The input >>
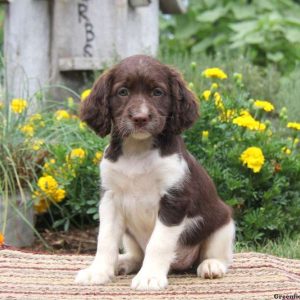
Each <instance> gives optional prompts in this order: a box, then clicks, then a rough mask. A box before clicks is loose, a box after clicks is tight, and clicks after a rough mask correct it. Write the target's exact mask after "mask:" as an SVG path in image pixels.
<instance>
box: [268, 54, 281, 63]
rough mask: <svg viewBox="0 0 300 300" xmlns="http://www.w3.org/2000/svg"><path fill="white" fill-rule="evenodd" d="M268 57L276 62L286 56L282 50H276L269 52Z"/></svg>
mask: <svg viewBox="0 0 300 300" xmlns="http://www.w3.org/2000/svg"><path fill="white" fill-rule="evenodd" d="M267 58H268V59H269V60H271V61H274V62H279V61H281V60H282V59H283V58H284V55H283V53H282V52H275V53H267Z"/></svg>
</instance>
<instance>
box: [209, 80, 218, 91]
mask: <svg viewBox="0 0 300 300" xmlns="http://www.w3.org/2000/svg"><path fill="white" fill-rule="evenodd" d="M218 87H219V85H218V84H217V83H215V82H214V83H213V84H212V85H211V86H210V89H211V90H216V89H217V88H218Z"/></svg>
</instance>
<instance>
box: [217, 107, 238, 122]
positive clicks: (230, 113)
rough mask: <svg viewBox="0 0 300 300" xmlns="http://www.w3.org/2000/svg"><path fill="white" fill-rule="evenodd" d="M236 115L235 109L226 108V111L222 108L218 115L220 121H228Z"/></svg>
mask: <svg viewBox="0 0 300 300" xmlns="http://www.w3.org/2000/svg"><path fill="white" fill-rule="evenodd" d="M235 115H236V110H235V109H227V110H226V111H225V110H223V111H222V112H221V114H220V116H219V118H218V119H219V120H220V121H225V122H228V121H230V120H232V119H233V118H234V116H235Z"/></svg>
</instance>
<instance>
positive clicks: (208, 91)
mask: <svg viewBox="0 0 300 300" xmlns="http://www.w3.org/2000/svg"><path fill="white" fill-rule="evenodd" d="M210 96H211V91H210V90H205V91H204V92H203V93H202V97H203V98H204V100H205V101H208V100H209V97H210Z"/></svg>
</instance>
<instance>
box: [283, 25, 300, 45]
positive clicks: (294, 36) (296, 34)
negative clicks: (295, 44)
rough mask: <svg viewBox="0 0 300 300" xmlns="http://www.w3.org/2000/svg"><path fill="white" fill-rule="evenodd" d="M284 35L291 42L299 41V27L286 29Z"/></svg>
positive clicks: (299, 34) (295, 42) (299, 30)
mask: <svg viewBox="0 0 300 300" xmlns="http://www.w3.org/2000/svg"><path fill="white" fill-rule="evenodd" d="M285 37H286V39H287V40H288V41H289V42H291V43H300V28H298V29H294V28H293V29H288V30H287V31H286V33H285Z"/></svg>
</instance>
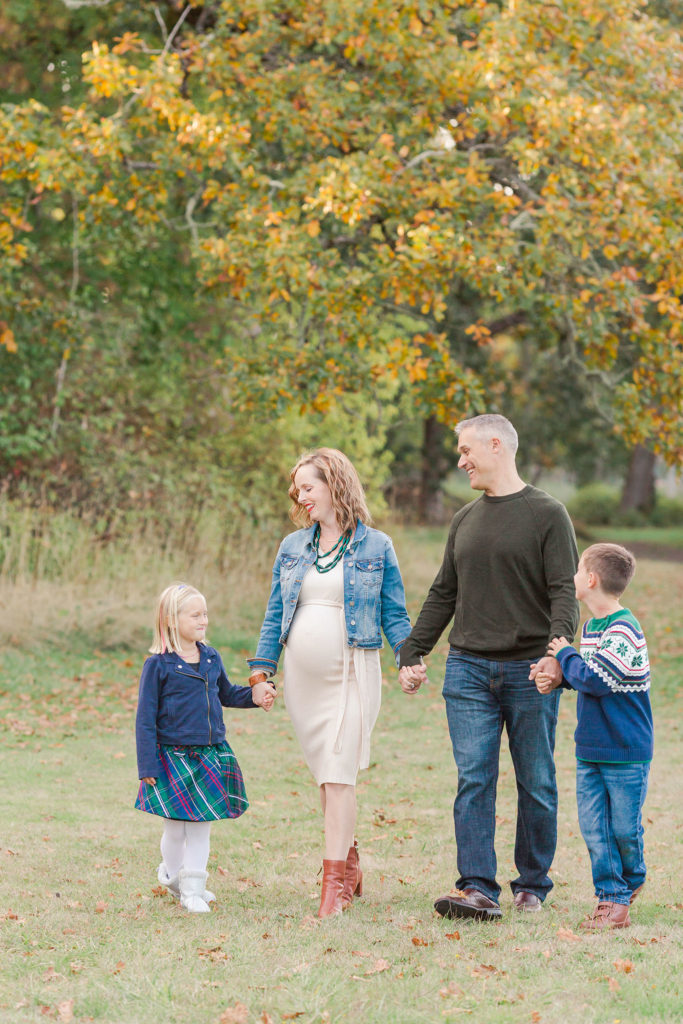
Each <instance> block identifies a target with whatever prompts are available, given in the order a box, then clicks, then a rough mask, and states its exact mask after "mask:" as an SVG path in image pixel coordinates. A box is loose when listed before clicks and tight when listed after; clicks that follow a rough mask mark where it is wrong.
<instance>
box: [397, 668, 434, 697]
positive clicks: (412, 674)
mask: <svg viewBox="0 0 683 1024" xmlns="http://www.w3.org/2000/svg"><path fill="white" fill-rule="evenodd" d="M426 681H427V670H426V668H425V667H424V665H410V666H409V665H404V666H403V668H402V669H400V670H399V672H398V682H399V683H400V688H401V690H402V691H403V693H417V692H418V690H419V689H420V686H421V685H422V683H425V682H426Z"/></svg>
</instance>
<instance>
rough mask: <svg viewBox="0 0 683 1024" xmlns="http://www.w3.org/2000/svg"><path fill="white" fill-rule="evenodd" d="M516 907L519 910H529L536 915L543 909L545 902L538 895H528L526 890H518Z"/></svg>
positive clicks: (530, 893)
mask: <svg viewBox="0 0 683 1024" xmlns="http://www.w3.org/2000/svg"><path fill="white" fill-rule="evenodd" d="M515 907H516V909H517V910H529V911H531V912H532V913H536V912H538V911H539V910H540V909H541V908H542V907H543V902H542V901H541V900H540V899H539V897H538V896H537V895H536V893H527V892H526V890H525V889H518V890H517V892H516V893H515Z"/></svg>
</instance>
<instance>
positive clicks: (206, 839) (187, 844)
mask: <svg viewBox="0 0 683 1024" xmlns="http://www.w3.org/2000/svg"><path fill="white" fill-rule="evenodd" d="M210 838H211V822H210V821H178V820H176V819H175V818H166V820H165V821H164V835H163V836H162V838H161V855H162V857H163V858H164V863H165V864H166V870H167V871H168V873H169V876H170V877H171V878H173V877H174V876H176V874H177V873H178V871H179V870H180V869H181V868H183V867H184V869H185V870H186V871H206V865H207V864H208V862H209V842H210Z"/></svg>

Job item >>
Convert everything from the start of the lines above down through the line containing "57L276 62L286 56L282" into a JSON list of strings, one string per line, omitting blank lines and leaving the pictures out.

Exercise solution >>
[
  "Each <instance> gives optional prompts in this order: a box, then clicks, then a rough mask. A box before clicks is loose, a box after clicks is tight, and clicks after a rough mask correct it. Write the target's exact mask after \"mask:\" as an SVG path in image pixels.",
  "<instance>",
  "box: [268, 54, 281, 63]",
  "rough mask: <svg viewBox=\"0 0 300 300\" xmlns=\"http://www.w3.org/2000/svg\"><path fill=\"white\" fill-rule=\"evenodd\" d=\"M268 57L276 62L286 56L282 50H276L269 52Z\"/></svg>"
]